WHAT TO PRODUCE – Please count the lines in the material below that contain the string "stone", and give only that number.

(Some records)
◇ ◇ ◇

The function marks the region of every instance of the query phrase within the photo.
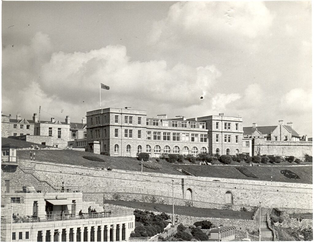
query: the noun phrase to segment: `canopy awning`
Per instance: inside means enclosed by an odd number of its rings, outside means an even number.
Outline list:
[[[74,204],[67,199],[46,199],[47,202],[53,205],[70,205]]]

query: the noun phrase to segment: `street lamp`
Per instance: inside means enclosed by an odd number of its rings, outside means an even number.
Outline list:
[[[174,179],[172,179],[172,226],[175,226],[175,205],[174,205],[174,198],[173,196],[173,182],[175,181]]]
[[[261,203],[262,202],[259,202],[259,233],[258,233],[259,241],[261,241]]]

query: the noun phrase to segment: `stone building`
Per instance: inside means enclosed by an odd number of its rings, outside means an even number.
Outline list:
[[[241,153],[242,118],[221,114],[168,119],[165,114],[148,117],[146,111],[128,107],[94,110],[86,114],[87,141],[99,141],[100,151],[117,156]]]

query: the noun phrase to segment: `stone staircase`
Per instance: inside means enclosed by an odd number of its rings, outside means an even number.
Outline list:
[[[267,213],[269,209],[266,207],[261,208],[261,240],[262,241],[271,241],[273,240],[272,231],[268,229],[266,220]],[[257,228],[259,227],[259,212],[257,213],[255,222]]]

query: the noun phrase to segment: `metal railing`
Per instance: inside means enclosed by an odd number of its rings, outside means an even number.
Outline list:
[[[86,219],[101,218],[125,217],[133,215],[133,211],[107,211],[99,212],[82,213],[78,213],[55,214],[41,214],[38,215],[24,216],[13,218],[14,223],[40,223],[54,221],[63,221],[77,219]],[[1,217],[1,222],[4,223],[10,223],[11,218]]]

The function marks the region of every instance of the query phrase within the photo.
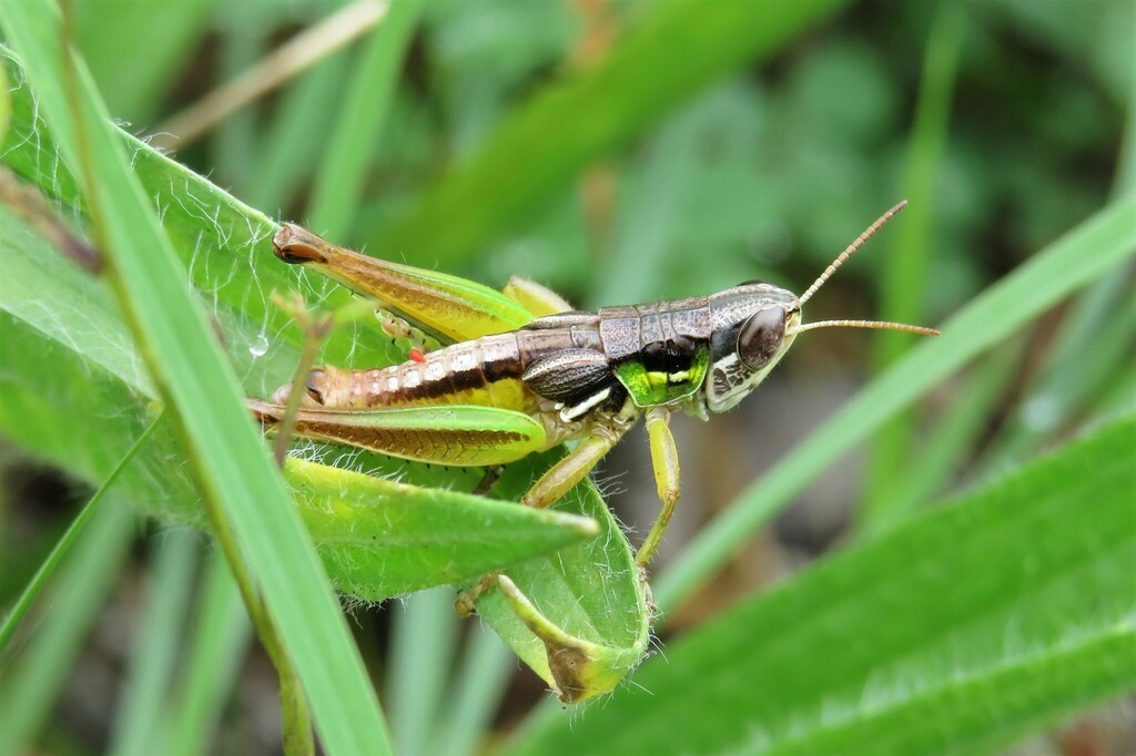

◇ ◇ ◇

COMPLETE OUTPUT – 2